What is being asked:
Among the entries below, take the line with "the tree line" and the line with "of the small", and output them and every line between them exactly, with nothing else.

##### Data

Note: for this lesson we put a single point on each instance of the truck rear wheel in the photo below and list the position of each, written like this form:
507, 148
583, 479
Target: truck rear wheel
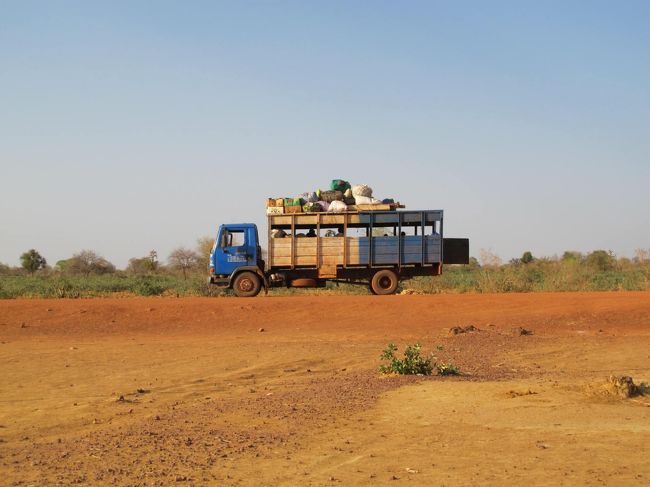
384, 282
246, 285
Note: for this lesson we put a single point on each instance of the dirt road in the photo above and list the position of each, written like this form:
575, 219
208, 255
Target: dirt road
285, 391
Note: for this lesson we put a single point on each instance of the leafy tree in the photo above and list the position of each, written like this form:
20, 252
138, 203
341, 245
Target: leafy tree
204, 247
527, 257
144, 265
183, 259
601, 260
32, 261
571, 256
88, 262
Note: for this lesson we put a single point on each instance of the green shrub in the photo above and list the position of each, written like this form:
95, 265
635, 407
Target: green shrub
412, 363
447, 369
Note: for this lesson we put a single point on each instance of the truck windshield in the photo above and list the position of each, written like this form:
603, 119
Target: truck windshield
232, 238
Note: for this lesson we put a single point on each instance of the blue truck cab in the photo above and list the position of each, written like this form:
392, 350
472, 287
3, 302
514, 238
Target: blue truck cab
236, 259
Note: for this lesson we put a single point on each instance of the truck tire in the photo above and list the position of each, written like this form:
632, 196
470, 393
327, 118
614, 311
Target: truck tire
384, 282
246, 285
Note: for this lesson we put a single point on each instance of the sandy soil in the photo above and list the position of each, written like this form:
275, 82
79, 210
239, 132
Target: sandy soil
285, 391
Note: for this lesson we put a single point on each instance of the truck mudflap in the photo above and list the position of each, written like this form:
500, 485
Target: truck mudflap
455, 251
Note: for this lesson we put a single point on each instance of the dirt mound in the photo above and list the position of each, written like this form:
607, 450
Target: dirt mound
408, 292
459, 330
520, 331
622, 386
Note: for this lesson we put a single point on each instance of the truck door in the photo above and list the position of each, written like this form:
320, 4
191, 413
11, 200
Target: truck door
234, 250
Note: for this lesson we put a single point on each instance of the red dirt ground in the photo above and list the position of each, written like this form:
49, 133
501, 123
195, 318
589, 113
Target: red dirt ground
285, 391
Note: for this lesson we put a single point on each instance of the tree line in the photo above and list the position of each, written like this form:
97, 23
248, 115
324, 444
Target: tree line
182, 260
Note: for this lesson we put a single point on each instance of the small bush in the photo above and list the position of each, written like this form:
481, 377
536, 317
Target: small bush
413, 362
447, 369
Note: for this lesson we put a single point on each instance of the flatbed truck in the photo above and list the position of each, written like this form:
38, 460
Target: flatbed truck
375, 248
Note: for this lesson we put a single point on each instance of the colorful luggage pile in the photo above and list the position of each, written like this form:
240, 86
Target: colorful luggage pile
339, 198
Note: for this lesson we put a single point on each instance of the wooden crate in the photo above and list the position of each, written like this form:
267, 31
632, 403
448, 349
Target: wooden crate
275, 210
293, 209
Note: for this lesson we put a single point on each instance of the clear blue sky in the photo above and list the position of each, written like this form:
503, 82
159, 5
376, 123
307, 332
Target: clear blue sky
130, 126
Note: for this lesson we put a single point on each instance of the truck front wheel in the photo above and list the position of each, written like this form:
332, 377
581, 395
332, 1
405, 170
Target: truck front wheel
384, 282
247, 285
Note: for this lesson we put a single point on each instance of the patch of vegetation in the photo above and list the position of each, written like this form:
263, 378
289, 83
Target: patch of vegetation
413, 362
447, 369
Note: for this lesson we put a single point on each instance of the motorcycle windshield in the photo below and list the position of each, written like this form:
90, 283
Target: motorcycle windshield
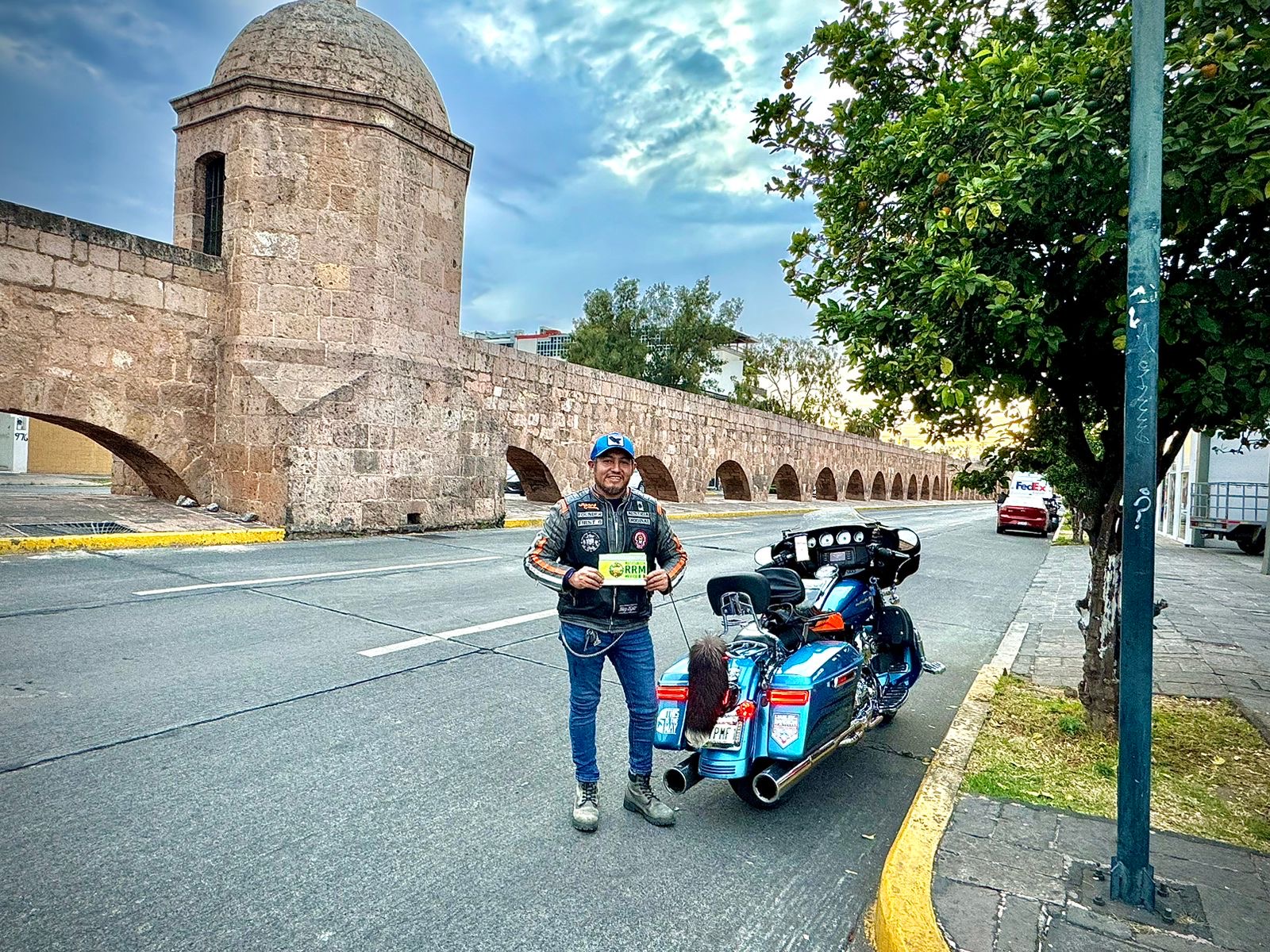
833, 517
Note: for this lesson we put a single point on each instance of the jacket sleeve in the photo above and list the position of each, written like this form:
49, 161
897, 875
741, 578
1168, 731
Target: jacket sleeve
543, 560
671, 554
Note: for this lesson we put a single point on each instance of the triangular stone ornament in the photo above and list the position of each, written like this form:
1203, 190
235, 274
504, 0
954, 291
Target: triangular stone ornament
298, 386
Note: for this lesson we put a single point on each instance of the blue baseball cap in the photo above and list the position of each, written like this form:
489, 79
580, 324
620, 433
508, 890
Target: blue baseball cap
613, 441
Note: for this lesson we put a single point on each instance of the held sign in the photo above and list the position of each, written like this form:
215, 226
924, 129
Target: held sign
624, 568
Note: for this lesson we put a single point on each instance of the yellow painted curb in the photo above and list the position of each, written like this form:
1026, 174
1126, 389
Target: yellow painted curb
143, 539
905, 914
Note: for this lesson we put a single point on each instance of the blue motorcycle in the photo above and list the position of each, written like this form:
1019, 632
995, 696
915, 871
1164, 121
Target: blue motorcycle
813, 653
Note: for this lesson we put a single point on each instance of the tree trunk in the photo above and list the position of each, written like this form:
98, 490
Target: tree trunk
1100, 685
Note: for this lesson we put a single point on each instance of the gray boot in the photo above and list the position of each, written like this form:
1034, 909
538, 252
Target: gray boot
641, 800
586, 806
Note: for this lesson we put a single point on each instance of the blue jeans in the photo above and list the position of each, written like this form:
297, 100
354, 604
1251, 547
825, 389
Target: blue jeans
632, 655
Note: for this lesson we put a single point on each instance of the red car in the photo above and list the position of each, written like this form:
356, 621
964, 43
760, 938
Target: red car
1022, 513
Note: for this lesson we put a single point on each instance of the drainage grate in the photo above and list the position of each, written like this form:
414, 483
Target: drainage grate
64, 528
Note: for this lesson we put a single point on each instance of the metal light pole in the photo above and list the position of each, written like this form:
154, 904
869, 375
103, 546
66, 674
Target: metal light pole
1132, 876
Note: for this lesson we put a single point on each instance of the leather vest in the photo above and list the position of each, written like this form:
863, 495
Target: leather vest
598, 527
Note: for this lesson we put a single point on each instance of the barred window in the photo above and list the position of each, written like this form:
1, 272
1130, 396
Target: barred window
214, 202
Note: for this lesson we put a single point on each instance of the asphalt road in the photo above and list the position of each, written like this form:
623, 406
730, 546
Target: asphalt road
220, 768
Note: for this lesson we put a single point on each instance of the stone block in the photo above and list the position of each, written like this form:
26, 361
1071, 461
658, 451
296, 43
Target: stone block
184, 300
25, 239
84, 278
137, 289
103, 257
25, 268
56, 245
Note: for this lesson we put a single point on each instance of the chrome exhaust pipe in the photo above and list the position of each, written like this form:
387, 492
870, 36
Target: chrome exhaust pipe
683, 776
778, 780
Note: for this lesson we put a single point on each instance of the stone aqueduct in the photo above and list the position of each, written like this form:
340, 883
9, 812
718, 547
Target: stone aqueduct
313, 371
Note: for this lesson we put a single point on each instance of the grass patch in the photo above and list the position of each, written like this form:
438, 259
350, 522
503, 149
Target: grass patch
1210, 768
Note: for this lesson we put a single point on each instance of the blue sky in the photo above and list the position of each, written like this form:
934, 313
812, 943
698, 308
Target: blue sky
610, 135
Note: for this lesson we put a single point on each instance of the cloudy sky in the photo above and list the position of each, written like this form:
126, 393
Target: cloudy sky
610, 135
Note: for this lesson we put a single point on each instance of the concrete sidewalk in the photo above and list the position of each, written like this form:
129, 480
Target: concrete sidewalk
36, 520
1011, 877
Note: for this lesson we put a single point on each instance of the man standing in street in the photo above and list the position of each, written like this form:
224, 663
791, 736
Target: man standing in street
605, 550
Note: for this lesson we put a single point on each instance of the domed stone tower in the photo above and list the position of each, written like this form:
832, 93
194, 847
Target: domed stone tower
319, 164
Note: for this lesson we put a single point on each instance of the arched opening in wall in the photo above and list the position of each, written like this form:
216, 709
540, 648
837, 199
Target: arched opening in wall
826, 486
733, 480
785, 482
856, 486
658, 482
56, 451
537, 480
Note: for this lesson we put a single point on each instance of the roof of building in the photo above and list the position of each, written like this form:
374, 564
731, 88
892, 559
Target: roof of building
337, 44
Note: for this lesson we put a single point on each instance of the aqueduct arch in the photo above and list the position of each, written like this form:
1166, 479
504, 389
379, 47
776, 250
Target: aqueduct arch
787, 484
826, 486
856, 486
537, 479
733, 479
658, 482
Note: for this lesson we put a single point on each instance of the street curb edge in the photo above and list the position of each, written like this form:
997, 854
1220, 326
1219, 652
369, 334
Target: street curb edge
905, 912
141, 539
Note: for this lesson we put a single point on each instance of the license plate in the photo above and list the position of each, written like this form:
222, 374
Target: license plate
725, 734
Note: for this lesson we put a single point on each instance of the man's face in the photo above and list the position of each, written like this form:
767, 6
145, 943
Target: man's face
613, 471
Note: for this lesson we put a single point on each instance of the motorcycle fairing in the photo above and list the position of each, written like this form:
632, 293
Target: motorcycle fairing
851, 598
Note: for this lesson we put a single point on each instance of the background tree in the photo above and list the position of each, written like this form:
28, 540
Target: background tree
803, 378
971, 188
666, 336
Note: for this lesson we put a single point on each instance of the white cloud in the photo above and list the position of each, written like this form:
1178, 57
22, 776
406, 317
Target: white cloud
673, 82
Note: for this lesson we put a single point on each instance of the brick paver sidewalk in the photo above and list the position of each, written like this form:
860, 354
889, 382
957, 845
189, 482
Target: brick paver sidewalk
1013, 877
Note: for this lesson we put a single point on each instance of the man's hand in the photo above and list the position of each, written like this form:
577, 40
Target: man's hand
657, 581
587, 578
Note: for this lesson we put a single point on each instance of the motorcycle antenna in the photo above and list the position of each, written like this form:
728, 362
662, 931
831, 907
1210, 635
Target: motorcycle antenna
670, 593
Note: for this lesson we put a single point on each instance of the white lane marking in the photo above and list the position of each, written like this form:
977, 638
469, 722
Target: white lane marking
456, 632
248, 583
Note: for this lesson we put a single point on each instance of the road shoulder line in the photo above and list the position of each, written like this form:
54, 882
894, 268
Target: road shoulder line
905, 913
141, 539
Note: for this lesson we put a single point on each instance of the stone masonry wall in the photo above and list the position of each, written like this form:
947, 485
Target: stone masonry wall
116, 336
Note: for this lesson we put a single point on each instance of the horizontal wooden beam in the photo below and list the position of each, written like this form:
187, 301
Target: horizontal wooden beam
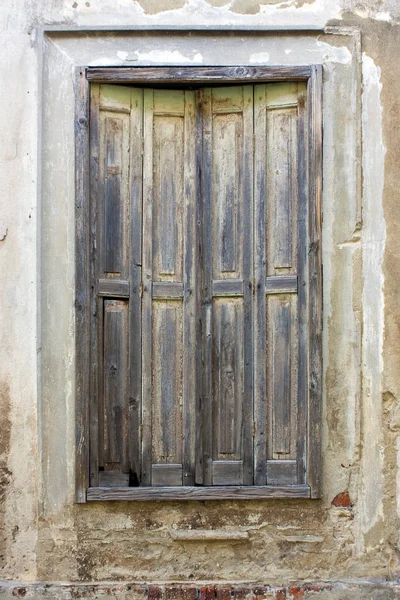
281, 284
115, 288
167, 289
198, 75
198, 493
228, 287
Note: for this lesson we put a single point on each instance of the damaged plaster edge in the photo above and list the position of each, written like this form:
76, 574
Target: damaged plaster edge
374, 236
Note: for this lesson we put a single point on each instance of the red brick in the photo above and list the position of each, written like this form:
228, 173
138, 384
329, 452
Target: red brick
173, 593
189, 593
224, 593
155, 593
317, 588
342, 499
241, 593
260, 592
296, 592
207, 593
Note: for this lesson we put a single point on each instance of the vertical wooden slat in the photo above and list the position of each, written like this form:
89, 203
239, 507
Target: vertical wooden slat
116, 349
227, 222
260, 336
315, 282
96, 423
302, 278
207, 285
199, 287
147, 267
135, 301
248, 249
82, 300
190, 301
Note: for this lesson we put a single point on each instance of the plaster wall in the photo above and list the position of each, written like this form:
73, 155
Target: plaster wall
44, 535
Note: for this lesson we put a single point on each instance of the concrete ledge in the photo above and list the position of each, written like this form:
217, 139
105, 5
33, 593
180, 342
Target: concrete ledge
194, 535
334, 590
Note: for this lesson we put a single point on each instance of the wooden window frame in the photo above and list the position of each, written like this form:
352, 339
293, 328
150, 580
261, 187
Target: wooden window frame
84, 76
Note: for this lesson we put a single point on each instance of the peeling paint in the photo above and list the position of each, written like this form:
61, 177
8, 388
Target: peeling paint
334, 54
168, 56
259, 58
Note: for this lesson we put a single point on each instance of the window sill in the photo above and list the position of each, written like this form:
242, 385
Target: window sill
198, 493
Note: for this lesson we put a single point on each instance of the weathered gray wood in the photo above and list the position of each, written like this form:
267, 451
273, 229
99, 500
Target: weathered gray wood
248, 276
114, 172
279, 371
166, 289
114, 288
227, 378
96, 306
197, 74
315, 281
147, 274
228, 156
168, 141
191, 306
172, 274
281, 284
282, 184
199, 289
282, 472
166, 474
227, 287
206, 295
169, 180
167, 384
228, 472
113, 479
260, 335
302, 270
135, 301
198, 493
115, 369
82, 275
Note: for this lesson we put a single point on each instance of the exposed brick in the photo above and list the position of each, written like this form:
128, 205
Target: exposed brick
207, 593
242, 593
260, 592
189, 593
296, 593
173, 593
342, 499
19, 592
224, 593
155, 593
317, 588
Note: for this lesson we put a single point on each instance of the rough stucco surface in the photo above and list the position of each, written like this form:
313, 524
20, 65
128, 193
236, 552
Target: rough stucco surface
44, 535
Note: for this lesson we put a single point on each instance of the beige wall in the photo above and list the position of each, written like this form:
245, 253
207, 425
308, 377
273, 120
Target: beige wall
45, 536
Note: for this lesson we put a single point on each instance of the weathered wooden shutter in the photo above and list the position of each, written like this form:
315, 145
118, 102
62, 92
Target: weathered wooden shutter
169, 291
199, 217
280, 315
227, 117
116, 206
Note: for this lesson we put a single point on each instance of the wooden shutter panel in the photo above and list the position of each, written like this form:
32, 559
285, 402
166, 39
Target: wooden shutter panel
227, 117
116, 199
281, 292
169, 291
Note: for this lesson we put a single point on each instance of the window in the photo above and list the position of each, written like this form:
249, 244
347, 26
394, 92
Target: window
199, 283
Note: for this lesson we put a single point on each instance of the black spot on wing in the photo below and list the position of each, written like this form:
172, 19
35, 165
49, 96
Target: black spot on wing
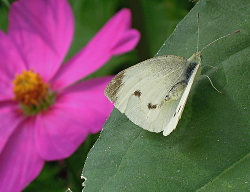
151, 106
137, 93
190, 69
114, 86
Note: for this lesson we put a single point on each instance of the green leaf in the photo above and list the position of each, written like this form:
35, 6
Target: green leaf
209, 150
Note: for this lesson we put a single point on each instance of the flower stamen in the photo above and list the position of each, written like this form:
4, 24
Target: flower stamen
31, 92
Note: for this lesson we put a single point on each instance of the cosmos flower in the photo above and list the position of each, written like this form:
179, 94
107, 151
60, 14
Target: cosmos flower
45, 113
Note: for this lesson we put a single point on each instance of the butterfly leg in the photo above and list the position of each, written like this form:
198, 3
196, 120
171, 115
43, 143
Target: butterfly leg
176, 91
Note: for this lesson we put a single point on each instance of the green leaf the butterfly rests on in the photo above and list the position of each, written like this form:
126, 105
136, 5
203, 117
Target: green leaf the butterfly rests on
210, 148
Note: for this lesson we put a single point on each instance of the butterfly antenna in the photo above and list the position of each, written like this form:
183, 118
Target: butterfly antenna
219, 39
198, 24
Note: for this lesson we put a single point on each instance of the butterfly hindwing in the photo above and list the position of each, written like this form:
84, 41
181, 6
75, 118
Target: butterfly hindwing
181, 104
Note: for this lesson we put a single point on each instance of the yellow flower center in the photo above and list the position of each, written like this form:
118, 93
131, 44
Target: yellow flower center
31, 92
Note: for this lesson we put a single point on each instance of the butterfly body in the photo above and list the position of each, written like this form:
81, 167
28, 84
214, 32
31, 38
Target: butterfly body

##########

Exercise answer:
Note: for this lesson we put a single point on each instance of the tree line in the photo above and list the position of each, written like this form:
97, 23
248, 115
324, 444
Target: tree line
182, 260
Note: for this lesson we put a single point on each instance of the small bush in the photo above and list the position of each, written like this form:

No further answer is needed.